-- start of Information given --

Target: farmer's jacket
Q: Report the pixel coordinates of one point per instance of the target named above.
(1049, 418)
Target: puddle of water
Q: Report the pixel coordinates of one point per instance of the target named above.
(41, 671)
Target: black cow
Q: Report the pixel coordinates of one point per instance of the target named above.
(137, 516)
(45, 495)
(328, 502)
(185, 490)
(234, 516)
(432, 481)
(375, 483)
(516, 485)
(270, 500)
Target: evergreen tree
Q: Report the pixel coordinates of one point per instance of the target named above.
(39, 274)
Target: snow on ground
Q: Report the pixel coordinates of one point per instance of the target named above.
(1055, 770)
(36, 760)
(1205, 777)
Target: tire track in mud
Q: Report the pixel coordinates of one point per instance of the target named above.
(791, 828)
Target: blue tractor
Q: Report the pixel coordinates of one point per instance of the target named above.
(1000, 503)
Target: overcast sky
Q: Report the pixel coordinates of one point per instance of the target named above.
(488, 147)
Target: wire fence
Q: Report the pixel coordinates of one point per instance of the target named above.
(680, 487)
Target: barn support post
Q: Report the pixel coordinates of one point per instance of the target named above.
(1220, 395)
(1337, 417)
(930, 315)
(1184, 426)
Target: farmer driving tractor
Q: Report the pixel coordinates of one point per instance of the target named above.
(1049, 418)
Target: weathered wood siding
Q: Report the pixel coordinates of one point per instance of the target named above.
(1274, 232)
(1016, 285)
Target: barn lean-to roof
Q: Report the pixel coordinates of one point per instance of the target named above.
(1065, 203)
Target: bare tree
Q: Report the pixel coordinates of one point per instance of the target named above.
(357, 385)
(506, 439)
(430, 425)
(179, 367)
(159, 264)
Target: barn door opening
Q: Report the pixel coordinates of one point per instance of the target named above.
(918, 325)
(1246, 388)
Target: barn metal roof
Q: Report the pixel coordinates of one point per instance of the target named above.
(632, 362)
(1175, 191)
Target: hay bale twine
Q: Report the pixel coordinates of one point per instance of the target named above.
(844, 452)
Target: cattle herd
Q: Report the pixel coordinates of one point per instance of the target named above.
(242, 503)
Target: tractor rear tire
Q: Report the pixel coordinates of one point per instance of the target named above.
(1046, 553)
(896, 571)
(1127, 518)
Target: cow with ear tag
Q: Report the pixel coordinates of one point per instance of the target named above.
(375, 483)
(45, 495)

-- end of Information given --

• Task to complete:
Return all of the rows above without changing a single character.

• Completed task:
Target: farmer's jacket
Q: Report the pixel coordinates of one point per instance of the target named above.
(1049, 418)
Target: puddle of water
Q: Report the pixel coordinates of one point per instance of the target named above.
(41, 671)
Target: black cow
Q: Report the pixel coordinates of one point per instance of the target named above.
(137, 516)
(45, 495)
(328, 502)
(185, 490)
(234, 516)
(432, 481)
(375, 483)
(516, 485)
(270, 500)
Target: evergreen tree
Q: Report the pixel coordinates of one point per instance of the target named above.
(39, 274)
Target: snow on ground
Q: Report the pixel coordinates of one point per instance of the target named above.
(1055, 770)
(36, 760)
(1205, 777)
Target: tire track in mud
Q: Report the pixel coordinates of one point per instance of the target named above.
(791, 828)
Target: blue tractor
Q: Report the pixel coordinates of one point per instance of the target named above.
(1000, 503)
Target: overcast sky
Q: Report the pixel coordinates of one point per instance of the target named above.
(488, 147)
Target: wire fence
Q: Report the pixel coordinates of one point per instance of the target named above.
(680, 487)
Target: barn support post
Q: Report the pixel coordinates of one point per instance of the target named above.
(1220, 395)
(1337, 417)
(930, 315)
(1184, 426)
Target: farmer driving tractor
Q: Report the pixel coordinates of one point per instance of the target named above.
(1049, 418)
Target: weathered wood siding
Q: Report the pixel coordinates of one point per instance of the target named above.
(1274, 232)
(1016, 285)
Target: barn lean-to roof
Q: Report the pixel coordinates of one point per instance of the target named above.
(1065, 203)
Target: bare tree
Q: Report the pixel coordinates of one point per instance of the target named above.
(357, 385)
(506, 439)
(430, 425)
(179, 367)
(159, 264)
Target: barn door opening
Q: Report the pixel coordinates of one point per instance of the target named above.
(918, 325)
(1246, 388)
Target: barn metal roof
Q: Report the pixel coordinates of one point per instance of the target named above.
(632, 362)
(1175, 191)
Target: hay bale twine
Q: Report the pixel coordinates of one point per instance of the target named above.
(844, 452)
Target: cattle herd
Q: Report the pixel coordinates of one point per instance of the target named above.
(242, 503)
Target: tractor rear tire
Q: Report the pixel coordinates of one point per instance of the target named above.
(1046, 553)
(896, 571)
(1127, 518)
Target: cow with ear tag
Q: Report the pixel coordinates of one point per instance of the target named above.
(375, 483)
(45, 495)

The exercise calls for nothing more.